Apply what you read:
(1) In the Gordon Ramsay article, which show did the writer marathon on Netflix?
(2) Continue the Gordon Ramsay article from the point where it stops.

Source extract:
* * * * * * *

How Gordon Ramsay Could be Gaming’s Savior

My friends, these are truly troubling times in the video game community. Gamers are sick and tired of receiving games that are unfinished, or failing to deliver on expectations, especially after being in development for extended periods of time.

There is only one man who can save us. And no, it’s not Batman, Donald Trump, or Gabe Newell (praise be unto him).

The name of our savior? Gordon Ramsay.

Image result for gordon ramsay

Yes, I’m completely serious. Well, okay — maybe not completely serious, but I do seriously think Gordon Ramsay has some valuable knowledge that can be shared with the game development community. Allow me to explain:

A few years ago, I marathoned the entirety of Gordon Ramsay’s show Kitchen Nightmares on Netflix. If you’re not familiar with it: Kitchen Nightmares follows chef Gordon Ramsay as he visits failing restaurants and uses his various cooking and yelling skills to try and make the restaurant successful again. He seemed like a madman at times, berating cooks and insulting restaurant owners, but there was a method to his madness. He was very good at breaking people’s bad habits, and convincing them to use his methods instead — which did tend to result in better performance for the restaurant… most of the time.

One of Ramsay’s teachings has always stuck with me: holding a late food order from going to the table until it is perfect.

It’s a pretty common scenario at a restaurant — it’s busy and there is a rush of orders. The cooks are keeping pace pretty well, but an order or two slips behind and they will be late finishing them for those customers. In most of the cases on the show, cooks and waiters opted to deliver the order before it was completely finished. After all, the customer had already waited longer than expected for their order — making them wait even longer would be unacceptable, right?

* * * * * * *

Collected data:
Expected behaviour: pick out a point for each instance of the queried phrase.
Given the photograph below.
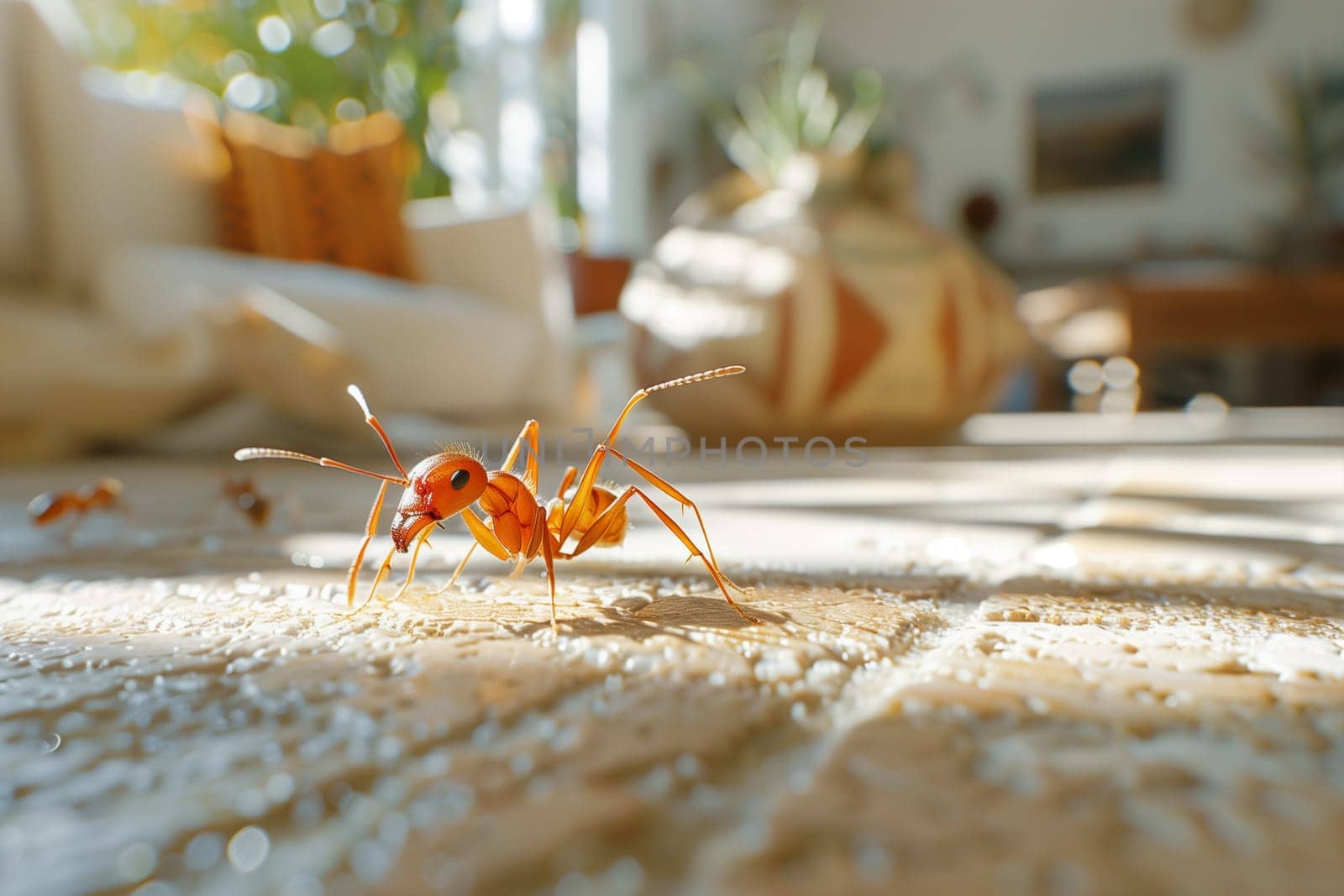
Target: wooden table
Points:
(1090, 671)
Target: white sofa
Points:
(116, 307)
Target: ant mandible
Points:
(519, 530)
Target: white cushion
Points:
(18, 235)
(111, 165)
(418, 348)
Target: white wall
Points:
(1216, 192)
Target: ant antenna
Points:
(378, 427)
(255, 454)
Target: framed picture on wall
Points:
(1101, 134)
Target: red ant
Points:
(50, 506)
(450, 483)
(250, 503)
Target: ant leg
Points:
(549, 555)
(382, 570)
(378, 427)
(530, 434)
(486, 537)
(595, 465)
(370, 528)
(604, 521)
(669, 490)
(410, 574)
(566, 481)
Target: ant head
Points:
(441, 485)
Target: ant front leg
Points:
(604, 521)
(531, 436)
(410, 574)
(370, 528)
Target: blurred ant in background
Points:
(255, 506)
(74, 504)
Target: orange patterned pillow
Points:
(286, 195)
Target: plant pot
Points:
(597, 281)
(853, 316)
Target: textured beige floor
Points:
(1085, 673)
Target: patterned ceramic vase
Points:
(853, 317)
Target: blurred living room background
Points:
(911, 221)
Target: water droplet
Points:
(203, 851)
(248, 849)
(136, 862)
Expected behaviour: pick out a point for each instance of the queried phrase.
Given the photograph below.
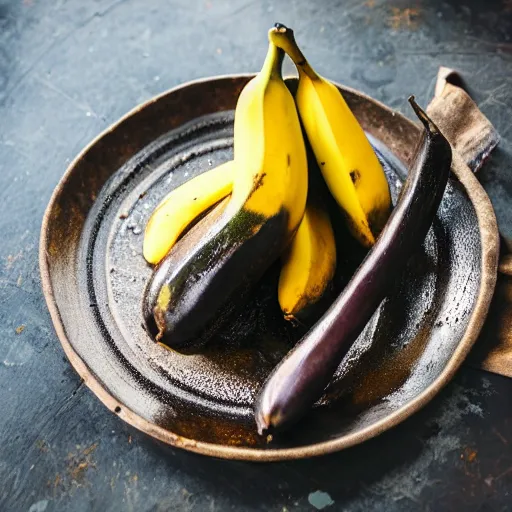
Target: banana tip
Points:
(279, 27)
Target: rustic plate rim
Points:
(489, 261)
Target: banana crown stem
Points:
(284, 38)
(273, 62)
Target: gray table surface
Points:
(69, 68)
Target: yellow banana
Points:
(188, 298)
(181, 206)
(347, 161)
(308, 263)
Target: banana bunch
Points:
(265, 210)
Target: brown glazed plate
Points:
(93, 277)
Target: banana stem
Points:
(284, 38)
(424, 119)
(273, 62)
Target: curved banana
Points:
(181, 206)
(189, 298)
(347, 161)
(308, 263)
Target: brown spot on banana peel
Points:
(300, 379)
(354, 176)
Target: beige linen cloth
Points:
(474, 137)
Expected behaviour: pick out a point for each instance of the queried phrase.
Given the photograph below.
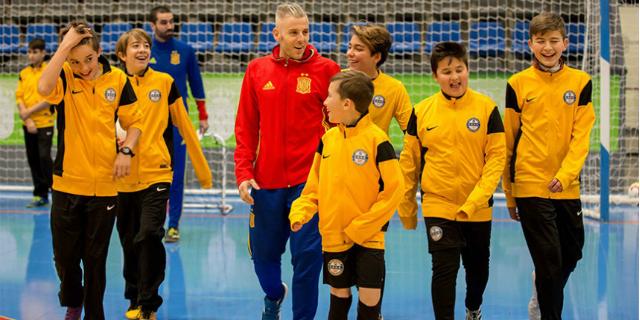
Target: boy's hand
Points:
(461, 215)
(555, 185)
(296, 226)
(24, 113)
(204, 126)
(122, 166)
(244, 187)
(31, 126)
(74, 36)
(514, 214)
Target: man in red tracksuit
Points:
(279, 124)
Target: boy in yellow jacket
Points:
(548, 118)
(143, 195)
(455, 148)
(354, 185)
(38, 116)
(89, 95)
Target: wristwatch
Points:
(127, 151)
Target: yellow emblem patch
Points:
(268, 86)
(304, 84)
(175, 57)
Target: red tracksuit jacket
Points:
(280, 118)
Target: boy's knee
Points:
(369, 296)
(368, 312)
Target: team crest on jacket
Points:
(435, 233)
(154, 95)
(378, 101)
(359, 157)
(175, 57)
(304, 84)
(473, 124)
(569, 97)
(335, 267)
(110, 94)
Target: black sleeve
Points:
(412, 126)
(64, 83)
(495, 122)
(585, 95)
(511, 99)
(174, 94)
(385, 152)
(128, 96)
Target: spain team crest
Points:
(175, 57)
(304, 84)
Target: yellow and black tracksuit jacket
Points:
(355, 185)
(455, 148)
(27, 94)
(162, 106)
(390, 99)
(547, 120)
(87, 113)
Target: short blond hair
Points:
(546, 22)
(376, 37)
(123, 41)
(289, 9)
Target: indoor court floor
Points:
(210, 275)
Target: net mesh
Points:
(228, 34)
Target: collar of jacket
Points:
(353, 130)
(310, 52)
(550, 71)
(453, 101)
(147, 69)
(546, 75)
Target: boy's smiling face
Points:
(336, 106)
(36, 56)
(548, 47)
(84, 61)
(453, 76)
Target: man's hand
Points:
(514, 214)
(245, 193)
(555, 185)
(204, 126)
(31, 126)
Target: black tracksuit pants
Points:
(141, 217)
(554, 232)
(448, 242)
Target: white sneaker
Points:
(473, 315)
(533, 307)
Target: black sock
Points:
(339, 308)
(368, 313)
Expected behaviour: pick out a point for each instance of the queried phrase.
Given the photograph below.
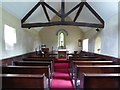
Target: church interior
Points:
(59, 45)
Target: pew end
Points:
(99, 81)
(23, 82)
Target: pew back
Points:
(23, 82)
(100, 81)
(26, 70)
(95, 69)
(34, 63)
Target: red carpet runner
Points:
(61, 77)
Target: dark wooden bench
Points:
(23, 82)
(80, 69)
(39, 59)
(100, 81)
(86, 58)
(74, 63)
(27, 70)
(34, 63)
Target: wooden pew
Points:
(34, 63)
(27, 70)
(86, 58)
(74, 63)
(80, 69)
(100, 81)
(39, 59)
(23, 82)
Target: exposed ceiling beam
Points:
(52, 9)
(79, 11)
(72, 9)
(30, 12)
(94, 12)
(30, 25)
(62, 15)
(46, 14)
(62, 11)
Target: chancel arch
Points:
(62, 38)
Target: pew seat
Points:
(28, 70)
(23, 82)
(34, 63)
(98, 69)
(100, 81)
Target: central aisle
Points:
(61, 77)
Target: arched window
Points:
(97, 45)
(61, 40)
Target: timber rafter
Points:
(62, 15)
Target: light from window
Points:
(61, 41)
(9, 37)
(85, 45)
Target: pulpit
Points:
(62, 53)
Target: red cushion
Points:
(61, 65)
(60, 75)
(61, 83)
(62, 59)
(62, 70)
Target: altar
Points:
(62, 53)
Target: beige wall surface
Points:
(109, 37)
(26, 38)
(48, 36)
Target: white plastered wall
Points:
(26, 38)
(48, 36)
(109, 37)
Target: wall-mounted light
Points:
(79, 43)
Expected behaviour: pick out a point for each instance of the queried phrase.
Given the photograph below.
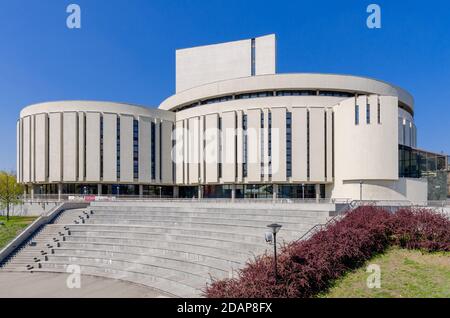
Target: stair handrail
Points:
(31, 229)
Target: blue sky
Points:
(125, 50)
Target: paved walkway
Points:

* * * * * * *

Answers below:
(1) Kitchen Nightmares.

(2)
Image result for gordon ramsay“Don’t you dare bring that sh*tty quiche out looking like that Susan or I swear…”

Well, only half-right. While the customer would indeed become irritated after waiting longer than expected, receiving an unfinished or imperfect meal just made things worse. Which makes sense when you think about it — imagine if you had to wait 1 hour for a meal that was only supposed to take 30 minutes to make, and when you finally got it it was hastily prepared and there were parts missing? Not a good experience.

Sound familiar? It should. This is the same phenomenon that seems to be running rampant across the videogames industry — developers and publishers announce delays for their games, then the final version is incomplete, broken, or failing to live up to expectations in some other way.

Image result for no man's sky

No Man’s Sky is a perfect example of how this can happen, and the damage it can do to both the creators and community. The game promised so much — procedurally-generated worlds, dynamic roleplaying options, unique organisms, and more — and some of it was delivered, but overall it left players feeling disappointed and like the game they got was much lower quality than the one they ordered.

Gordon Ramsay’s solution? Do not send out the order until it is perfect. Period. It doesn’t matter how much longer it takes, do not deliver that order until it is as close to perfection as it can be.

Even though the customer may have to wait a frustratingly long time to receive their order, when they finally do receive it, it will be one of the most delicious things they’ve ever eaten. When Gordon did this, customers often said things along the lines of “I’m not happy with how long I had to wait, but wow, this was worth it.” They had some complaints, but overall they were a satisfied customer. Some customers would get fed up with waiting and leave, of course, but you can’t expect to please everybody, and the ones you do please will share their praise of your food’s quality.

I realize things aren’t that simple when it comes to making and releasing a videogame, but I think this principle can and should be applied to the gaming industry. If more game creators focused on quality in the face of delays, rather than getting the product out as soon as possible, I think we’d see much happier gamers, more love for developers, and less toxicity and distrust in gaming communities. Taking the time to make a game as perfect as it can be can cost fans and reputation, but when the final product is delivered, the lateness will often be overshadowed by quality.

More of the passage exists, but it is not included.